## Exercise brief
Examine the records and identify each line that includes the string "below". Copy those lines.

## Data
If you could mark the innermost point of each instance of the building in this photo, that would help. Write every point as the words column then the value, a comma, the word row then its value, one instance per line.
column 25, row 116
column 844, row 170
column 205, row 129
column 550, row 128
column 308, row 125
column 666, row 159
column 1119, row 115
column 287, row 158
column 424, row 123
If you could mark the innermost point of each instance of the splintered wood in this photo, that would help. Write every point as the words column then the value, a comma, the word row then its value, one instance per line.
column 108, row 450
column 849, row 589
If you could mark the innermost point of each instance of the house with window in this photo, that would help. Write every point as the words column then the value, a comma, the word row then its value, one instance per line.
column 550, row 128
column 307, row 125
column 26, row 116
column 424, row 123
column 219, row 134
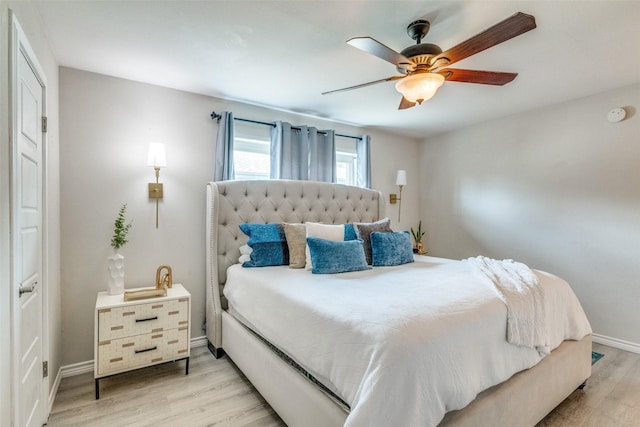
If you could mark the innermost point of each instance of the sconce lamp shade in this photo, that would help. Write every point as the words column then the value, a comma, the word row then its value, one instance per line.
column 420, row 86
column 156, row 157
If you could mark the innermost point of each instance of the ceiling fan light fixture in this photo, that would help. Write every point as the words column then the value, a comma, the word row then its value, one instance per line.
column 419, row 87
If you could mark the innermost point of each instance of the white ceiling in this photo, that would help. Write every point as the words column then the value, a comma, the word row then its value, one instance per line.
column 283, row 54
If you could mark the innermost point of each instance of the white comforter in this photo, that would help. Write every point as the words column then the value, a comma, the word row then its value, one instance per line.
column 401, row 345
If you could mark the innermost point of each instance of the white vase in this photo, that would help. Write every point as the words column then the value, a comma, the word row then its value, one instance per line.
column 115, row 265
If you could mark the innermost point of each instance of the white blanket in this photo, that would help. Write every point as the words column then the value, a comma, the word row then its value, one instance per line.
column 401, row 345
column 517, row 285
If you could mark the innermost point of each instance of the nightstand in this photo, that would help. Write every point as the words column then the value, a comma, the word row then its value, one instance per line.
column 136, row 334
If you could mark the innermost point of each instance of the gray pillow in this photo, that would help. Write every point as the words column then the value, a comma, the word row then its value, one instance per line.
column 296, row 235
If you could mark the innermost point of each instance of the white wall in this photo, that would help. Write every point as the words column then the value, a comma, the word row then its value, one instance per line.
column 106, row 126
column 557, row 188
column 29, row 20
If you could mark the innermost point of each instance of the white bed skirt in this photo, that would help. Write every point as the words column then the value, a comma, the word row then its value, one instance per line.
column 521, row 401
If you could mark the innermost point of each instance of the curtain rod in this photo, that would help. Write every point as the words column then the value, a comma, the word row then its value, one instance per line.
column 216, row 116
---
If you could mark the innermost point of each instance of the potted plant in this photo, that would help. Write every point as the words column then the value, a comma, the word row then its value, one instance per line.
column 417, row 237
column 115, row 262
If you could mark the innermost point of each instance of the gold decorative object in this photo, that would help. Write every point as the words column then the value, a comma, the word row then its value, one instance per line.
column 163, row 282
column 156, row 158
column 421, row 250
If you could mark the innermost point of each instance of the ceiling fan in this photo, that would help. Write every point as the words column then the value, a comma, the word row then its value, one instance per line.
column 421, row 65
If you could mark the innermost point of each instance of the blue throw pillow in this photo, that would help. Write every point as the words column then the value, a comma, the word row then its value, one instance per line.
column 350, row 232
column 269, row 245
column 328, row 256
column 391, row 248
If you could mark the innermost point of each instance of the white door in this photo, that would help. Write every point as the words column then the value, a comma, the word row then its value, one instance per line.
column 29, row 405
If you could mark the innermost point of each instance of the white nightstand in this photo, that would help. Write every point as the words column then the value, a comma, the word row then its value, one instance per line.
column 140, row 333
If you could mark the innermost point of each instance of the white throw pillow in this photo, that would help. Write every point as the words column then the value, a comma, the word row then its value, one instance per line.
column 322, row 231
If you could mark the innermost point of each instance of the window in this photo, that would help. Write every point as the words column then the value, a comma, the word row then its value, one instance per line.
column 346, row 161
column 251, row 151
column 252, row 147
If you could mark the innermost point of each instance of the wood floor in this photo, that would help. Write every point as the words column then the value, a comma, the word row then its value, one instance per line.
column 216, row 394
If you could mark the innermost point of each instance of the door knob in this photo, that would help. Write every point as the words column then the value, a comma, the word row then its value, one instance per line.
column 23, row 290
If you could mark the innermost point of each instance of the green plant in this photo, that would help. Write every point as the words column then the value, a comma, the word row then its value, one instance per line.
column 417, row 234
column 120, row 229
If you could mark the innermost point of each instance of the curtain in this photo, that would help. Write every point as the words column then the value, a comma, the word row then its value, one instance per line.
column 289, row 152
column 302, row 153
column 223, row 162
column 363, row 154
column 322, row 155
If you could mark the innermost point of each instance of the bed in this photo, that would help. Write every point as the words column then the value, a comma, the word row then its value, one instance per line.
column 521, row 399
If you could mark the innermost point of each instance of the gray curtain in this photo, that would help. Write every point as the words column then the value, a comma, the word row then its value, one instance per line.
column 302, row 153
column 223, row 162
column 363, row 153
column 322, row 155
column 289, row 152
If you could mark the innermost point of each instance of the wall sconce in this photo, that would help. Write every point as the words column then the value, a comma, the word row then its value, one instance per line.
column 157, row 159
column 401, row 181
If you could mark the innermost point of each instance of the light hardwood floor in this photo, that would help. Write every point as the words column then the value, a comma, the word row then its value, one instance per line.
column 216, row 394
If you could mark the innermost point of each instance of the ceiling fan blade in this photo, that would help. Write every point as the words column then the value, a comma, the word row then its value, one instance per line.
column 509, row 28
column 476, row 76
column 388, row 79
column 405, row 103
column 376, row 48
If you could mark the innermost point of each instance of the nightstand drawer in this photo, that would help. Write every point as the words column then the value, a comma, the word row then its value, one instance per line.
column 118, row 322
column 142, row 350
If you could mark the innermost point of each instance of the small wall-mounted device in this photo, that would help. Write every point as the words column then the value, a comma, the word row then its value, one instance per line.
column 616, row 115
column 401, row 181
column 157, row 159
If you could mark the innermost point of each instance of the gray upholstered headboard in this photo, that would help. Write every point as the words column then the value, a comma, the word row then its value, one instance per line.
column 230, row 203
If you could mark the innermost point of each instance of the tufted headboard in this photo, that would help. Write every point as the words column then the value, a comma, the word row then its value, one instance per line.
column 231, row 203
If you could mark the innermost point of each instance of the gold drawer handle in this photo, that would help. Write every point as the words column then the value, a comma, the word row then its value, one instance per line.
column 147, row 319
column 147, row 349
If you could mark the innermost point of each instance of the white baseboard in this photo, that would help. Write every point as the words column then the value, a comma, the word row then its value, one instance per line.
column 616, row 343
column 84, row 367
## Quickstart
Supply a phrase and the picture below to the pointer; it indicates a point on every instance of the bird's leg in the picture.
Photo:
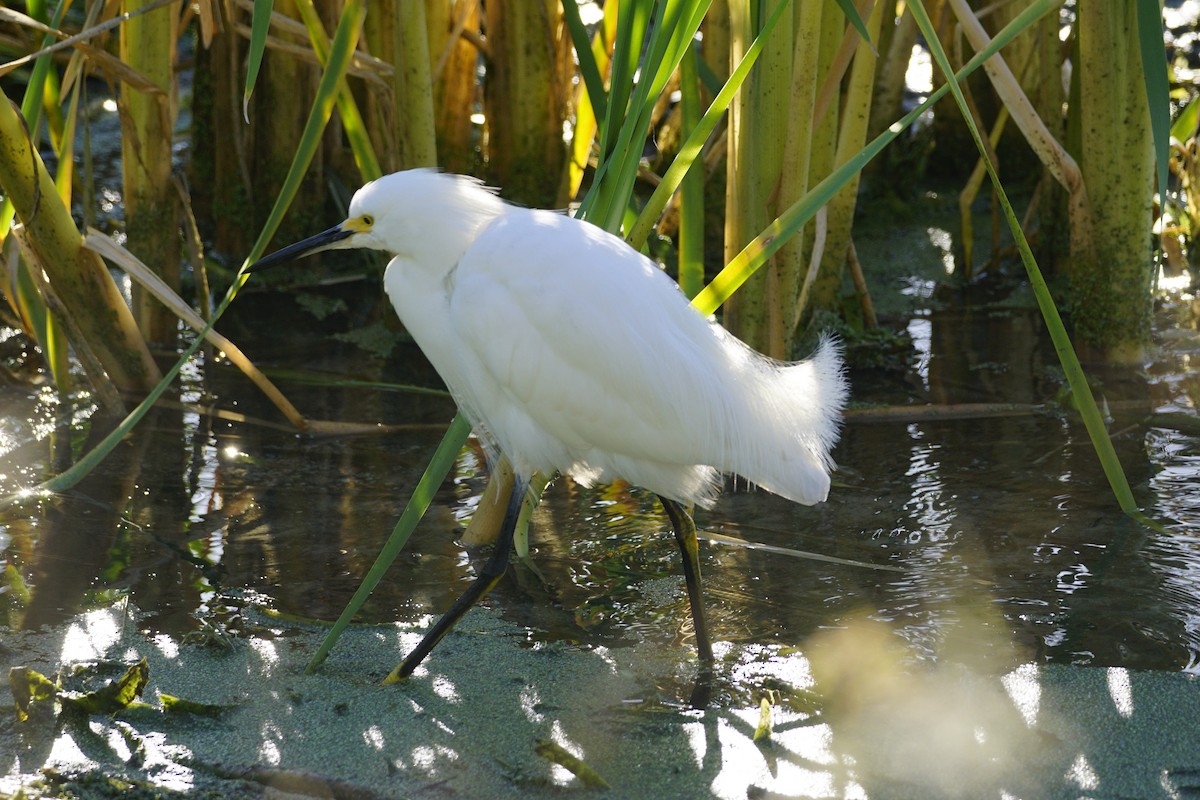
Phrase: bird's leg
==
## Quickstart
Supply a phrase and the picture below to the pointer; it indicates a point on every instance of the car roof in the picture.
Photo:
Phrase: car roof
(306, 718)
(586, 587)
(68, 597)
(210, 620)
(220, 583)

## Reply
Supply a phrase and the picture below to the pointer; it indicates a point on every instance of the bird's leg in the picture.
Supply a phrase and the picture below to the pointer; it indicates a point on every instance of the car roof in the picture.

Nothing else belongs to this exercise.